[Excerpts from a location annotation dataset]

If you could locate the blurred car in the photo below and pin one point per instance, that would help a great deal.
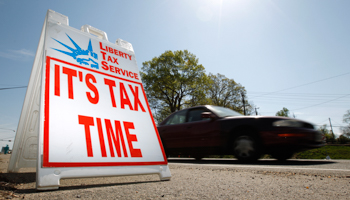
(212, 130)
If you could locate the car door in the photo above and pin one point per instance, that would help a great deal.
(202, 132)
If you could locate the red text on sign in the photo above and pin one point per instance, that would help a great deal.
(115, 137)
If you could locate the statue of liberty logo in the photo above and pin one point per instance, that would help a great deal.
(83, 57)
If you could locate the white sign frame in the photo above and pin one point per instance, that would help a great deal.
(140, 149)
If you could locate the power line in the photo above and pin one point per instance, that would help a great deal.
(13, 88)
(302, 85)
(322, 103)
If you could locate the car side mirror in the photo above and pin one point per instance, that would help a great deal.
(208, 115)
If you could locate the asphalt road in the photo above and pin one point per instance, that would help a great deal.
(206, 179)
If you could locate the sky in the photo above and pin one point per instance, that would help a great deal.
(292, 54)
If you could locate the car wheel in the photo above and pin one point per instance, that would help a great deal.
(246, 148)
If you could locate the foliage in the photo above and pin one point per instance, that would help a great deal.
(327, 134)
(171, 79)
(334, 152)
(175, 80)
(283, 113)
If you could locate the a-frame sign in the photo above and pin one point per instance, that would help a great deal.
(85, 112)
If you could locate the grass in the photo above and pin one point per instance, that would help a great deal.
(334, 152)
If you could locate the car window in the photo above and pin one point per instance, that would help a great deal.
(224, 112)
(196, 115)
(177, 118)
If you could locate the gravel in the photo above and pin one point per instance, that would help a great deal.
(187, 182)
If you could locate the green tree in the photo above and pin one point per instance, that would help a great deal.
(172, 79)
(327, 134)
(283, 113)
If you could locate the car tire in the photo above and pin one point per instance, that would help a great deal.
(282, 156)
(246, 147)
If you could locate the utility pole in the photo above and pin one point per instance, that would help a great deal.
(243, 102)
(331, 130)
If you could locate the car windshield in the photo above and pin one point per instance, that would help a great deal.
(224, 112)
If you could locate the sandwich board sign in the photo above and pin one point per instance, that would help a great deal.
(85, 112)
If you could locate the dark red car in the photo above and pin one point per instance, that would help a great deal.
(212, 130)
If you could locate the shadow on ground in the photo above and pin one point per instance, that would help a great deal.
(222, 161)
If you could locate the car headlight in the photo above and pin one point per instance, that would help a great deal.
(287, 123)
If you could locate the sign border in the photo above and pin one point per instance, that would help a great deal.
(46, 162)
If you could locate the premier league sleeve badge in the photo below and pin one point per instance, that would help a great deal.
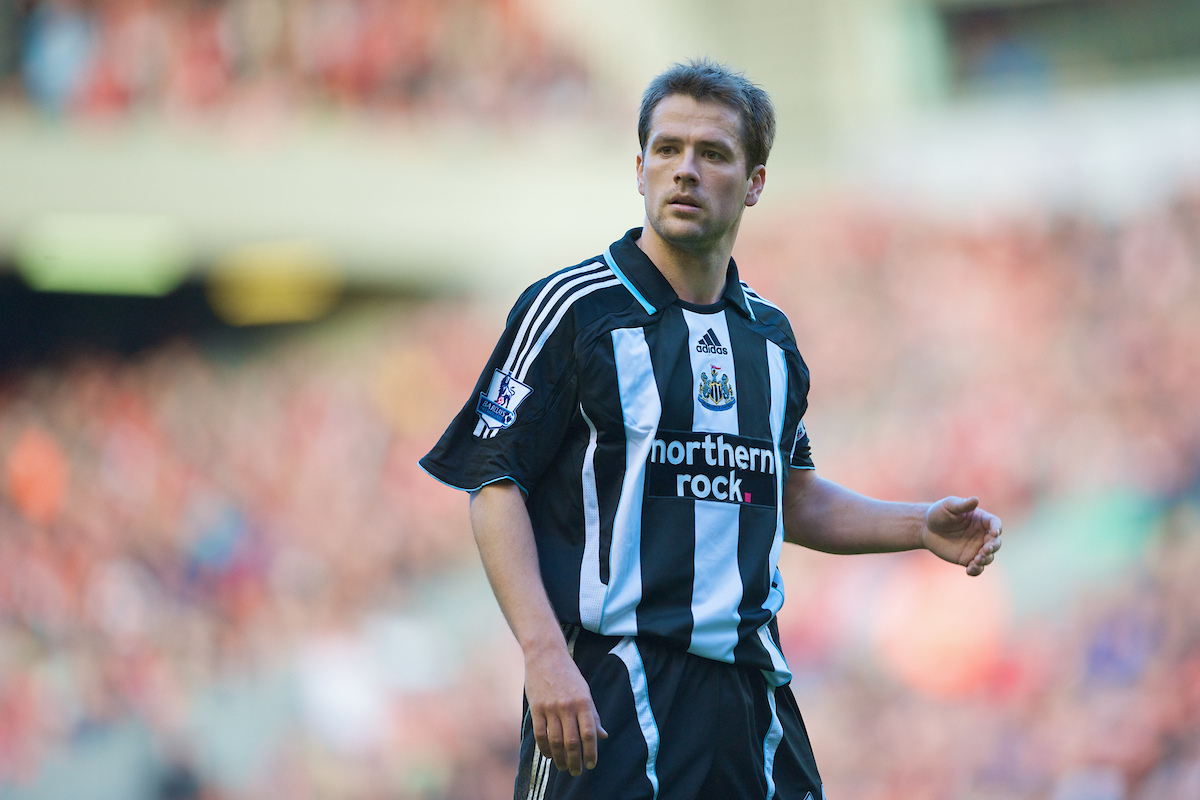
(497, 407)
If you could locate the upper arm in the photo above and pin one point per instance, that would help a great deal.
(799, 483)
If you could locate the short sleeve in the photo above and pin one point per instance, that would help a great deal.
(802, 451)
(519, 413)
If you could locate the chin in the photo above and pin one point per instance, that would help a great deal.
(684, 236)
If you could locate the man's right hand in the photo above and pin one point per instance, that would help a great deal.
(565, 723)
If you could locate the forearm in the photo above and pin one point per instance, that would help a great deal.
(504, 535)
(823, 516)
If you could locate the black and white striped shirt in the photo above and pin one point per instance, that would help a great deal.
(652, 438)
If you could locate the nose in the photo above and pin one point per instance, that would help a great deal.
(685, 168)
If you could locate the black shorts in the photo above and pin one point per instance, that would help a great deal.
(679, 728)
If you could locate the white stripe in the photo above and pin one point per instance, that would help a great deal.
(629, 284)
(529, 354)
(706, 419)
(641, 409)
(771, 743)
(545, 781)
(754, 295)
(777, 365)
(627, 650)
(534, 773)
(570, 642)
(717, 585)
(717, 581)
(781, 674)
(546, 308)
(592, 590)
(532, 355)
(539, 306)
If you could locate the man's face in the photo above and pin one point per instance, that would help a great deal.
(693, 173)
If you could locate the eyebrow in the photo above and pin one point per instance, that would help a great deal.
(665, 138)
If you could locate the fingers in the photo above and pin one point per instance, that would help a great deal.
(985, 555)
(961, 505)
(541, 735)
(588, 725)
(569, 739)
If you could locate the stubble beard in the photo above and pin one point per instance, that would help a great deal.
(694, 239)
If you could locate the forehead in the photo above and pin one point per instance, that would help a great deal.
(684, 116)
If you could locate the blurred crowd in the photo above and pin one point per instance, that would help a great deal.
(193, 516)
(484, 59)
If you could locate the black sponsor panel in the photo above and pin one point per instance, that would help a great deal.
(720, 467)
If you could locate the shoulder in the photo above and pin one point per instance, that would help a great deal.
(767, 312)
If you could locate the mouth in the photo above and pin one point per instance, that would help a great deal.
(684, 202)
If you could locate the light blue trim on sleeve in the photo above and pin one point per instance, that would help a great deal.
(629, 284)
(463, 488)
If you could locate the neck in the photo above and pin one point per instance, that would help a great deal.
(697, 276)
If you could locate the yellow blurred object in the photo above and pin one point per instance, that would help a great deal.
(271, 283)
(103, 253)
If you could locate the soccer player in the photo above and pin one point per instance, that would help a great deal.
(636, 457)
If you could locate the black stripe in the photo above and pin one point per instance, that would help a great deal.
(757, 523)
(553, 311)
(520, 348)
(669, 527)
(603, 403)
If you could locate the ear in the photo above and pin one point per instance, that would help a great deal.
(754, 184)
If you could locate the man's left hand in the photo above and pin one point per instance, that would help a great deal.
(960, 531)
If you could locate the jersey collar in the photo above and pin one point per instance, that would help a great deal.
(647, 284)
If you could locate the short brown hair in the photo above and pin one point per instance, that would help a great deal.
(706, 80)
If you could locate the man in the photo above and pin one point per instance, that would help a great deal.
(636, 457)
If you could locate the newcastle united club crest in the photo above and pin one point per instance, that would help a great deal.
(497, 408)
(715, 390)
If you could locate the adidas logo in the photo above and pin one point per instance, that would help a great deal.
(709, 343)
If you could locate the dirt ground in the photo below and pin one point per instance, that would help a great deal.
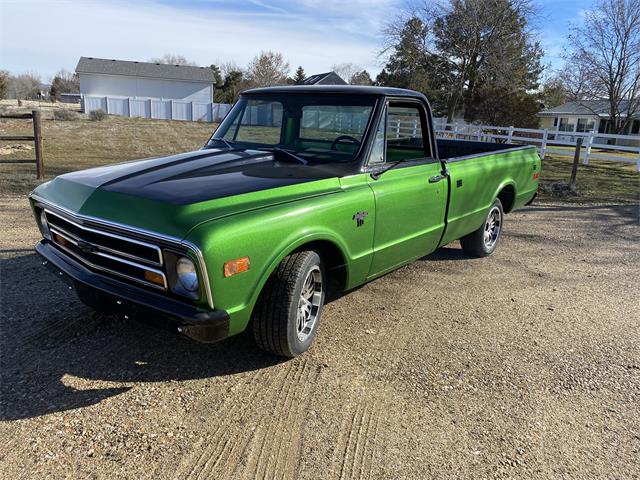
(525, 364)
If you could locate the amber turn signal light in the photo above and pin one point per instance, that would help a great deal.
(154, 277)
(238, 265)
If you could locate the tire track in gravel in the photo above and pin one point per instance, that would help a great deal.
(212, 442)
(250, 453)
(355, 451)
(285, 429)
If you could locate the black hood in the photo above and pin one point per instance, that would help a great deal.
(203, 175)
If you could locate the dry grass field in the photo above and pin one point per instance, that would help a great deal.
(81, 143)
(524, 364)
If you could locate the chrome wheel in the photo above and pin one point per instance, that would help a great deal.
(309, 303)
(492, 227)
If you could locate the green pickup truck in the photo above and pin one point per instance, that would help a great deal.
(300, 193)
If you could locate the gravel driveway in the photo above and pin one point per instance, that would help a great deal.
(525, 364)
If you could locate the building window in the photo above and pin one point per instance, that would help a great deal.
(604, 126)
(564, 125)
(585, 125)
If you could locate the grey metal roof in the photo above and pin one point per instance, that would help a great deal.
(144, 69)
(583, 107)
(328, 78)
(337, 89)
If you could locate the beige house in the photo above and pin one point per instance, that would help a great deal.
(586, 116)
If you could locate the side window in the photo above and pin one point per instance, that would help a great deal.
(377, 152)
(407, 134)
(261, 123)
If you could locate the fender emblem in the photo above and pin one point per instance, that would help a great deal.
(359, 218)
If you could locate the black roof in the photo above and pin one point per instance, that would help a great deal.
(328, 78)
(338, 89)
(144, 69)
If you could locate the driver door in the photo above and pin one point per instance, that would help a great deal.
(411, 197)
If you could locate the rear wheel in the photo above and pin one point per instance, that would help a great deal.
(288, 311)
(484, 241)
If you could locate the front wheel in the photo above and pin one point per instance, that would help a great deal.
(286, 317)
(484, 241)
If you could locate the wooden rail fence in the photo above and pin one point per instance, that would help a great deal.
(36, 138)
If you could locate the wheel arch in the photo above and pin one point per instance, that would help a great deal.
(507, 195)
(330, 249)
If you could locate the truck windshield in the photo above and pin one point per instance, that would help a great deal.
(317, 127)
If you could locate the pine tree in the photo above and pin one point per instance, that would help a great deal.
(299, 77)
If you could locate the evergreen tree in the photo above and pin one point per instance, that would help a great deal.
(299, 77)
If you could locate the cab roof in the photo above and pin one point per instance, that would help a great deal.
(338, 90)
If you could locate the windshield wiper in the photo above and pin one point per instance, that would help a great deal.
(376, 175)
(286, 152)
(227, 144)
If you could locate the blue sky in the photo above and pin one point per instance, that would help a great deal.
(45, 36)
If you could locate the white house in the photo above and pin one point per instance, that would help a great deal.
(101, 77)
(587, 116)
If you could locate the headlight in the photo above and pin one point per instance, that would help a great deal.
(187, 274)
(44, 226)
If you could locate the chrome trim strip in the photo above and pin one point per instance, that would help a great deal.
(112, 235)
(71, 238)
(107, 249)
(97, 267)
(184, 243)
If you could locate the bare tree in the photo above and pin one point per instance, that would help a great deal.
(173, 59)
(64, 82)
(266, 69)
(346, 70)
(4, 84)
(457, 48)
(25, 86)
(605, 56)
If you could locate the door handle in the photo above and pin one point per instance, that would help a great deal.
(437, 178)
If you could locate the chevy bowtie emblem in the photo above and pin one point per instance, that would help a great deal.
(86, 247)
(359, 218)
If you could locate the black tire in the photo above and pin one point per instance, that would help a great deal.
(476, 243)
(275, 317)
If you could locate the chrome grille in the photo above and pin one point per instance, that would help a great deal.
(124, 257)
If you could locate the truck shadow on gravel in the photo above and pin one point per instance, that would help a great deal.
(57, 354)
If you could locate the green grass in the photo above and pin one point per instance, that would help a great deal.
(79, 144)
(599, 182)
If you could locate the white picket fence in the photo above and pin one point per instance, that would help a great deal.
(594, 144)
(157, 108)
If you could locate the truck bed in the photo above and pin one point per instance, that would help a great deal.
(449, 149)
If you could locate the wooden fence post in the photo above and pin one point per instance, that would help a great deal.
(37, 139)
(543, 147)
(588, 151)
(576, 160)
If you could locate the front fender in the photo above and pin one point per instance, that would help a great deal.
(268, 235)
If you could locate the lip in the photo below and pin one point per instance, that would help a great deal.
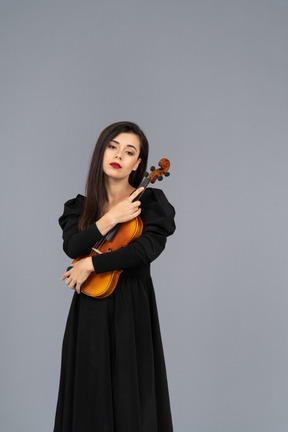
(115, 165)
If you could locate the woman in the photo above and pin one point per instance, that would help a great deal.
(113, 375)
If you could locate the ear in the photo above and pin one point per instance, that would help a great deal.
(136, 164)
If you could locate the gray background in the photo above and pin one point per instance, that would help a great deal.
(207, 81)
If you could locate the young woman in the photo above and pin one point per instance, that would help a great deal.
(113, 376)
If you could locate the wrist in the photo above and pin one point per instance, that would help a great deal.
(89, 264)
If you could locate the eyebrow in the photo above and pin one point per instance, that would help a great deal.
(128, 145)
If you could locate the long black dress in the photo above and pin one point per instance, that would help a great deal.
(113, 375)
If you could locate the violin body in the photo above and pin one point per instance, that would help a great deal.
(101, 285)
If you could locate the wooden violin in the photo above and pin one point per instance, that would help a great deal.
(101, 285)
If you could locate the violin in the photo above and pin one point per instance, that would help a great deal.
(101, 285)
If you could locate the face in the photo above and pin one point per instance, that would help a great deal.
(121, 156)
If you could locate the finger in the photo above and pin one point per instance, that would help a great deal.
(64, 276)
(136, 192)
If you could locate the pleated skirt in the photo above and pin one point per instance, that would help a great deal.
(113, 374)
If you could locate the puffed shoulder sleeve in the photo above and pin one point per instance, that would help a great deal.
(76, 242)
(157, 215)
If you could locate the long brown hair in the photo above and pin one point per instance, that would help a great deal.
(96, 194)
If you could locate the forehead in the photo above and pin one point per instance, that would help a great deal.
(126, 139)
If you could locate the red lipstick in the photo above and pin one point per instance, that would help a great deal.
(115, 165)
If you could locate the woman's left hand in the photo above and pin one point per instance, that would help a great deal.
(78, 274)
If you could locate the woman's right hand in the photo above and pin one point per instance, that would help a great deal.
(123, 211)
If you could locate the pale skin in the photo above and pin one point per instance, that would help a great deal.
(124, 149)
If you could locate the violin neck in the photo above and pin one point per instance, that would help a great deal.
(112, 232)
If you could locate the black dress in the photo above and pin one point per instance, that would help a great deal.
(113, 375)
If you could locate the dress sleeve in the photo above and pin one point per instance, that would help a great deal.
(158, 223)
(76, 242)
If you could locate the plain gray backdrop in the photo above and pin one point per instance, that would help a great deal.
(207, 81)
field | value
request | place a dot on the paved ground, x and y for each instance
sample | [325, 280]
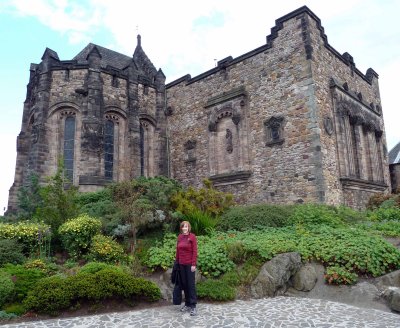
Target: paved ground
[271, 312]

Stated task:
Copy out the part of the records that starts with the line containing "If you could locate the violin in" and runs through the end of the records, both ends included. Leave the pictures out.

Response:
If you could locate the violin in the photo above and pin one point per instance, that would help a great deal.
(101, 285)
If you could locate the face in the photo above and pin one point per instance, that would help a great deal.
(121, 156)
If you could locate the finger in the photo above and pin one point per instance, that would help a great deal.
(64, 276)
(136, 192)
If you could locate the pleated skirt in the photo above and pin one point per instance, that would help a great deal.
(113, 374)
If you could locate the puffed shoulder sleeve in the photo above and pin one point per instance, that would help a great deal.
(76, 242)
(157, 215)
If you could locate the long brown hair in the photo above and pin one point per instance, that would help a great deal.
(96, 194)
If you could locate the forehead in the photo above and pin one point per instance, that would help a great deal.
(126, 139)
If you could locate the red lipstick in the photo above and pin one point per instance, that would help a great deal.
(115, 165)
If you could locate the woman's left hand in the photo above and pin one point per instance, that would help a great deal.
(78, 274)
If you could locate the woman's right hand in the photo above and pin one point per instance, that would help a great deal.
(123, 211)
If you could locate the pale skin in the photo above and pin one point per instance, that would help a great deal.
(124, 149)
If you could locate the violin neck in the photo above and pin one point per instance, that would help a great deal.
(112, 232)
If you could locate the black dress in the photo above and pin one point per instance, that would help a great deal.
(113, 375)
If you could locate the dress sleeve in the photo above and pin one point per instance, that would help a great deal.
(158, 223)
(76, 242)
If you could locate the plain gray backdrop in the photo above and pin one point per instance, that would help a great deal.
(207, 81)
field | value
request | place a dot on the paved ground, x and y for each instance
sample | [325, 280]
Target: paved ground
[271, 312]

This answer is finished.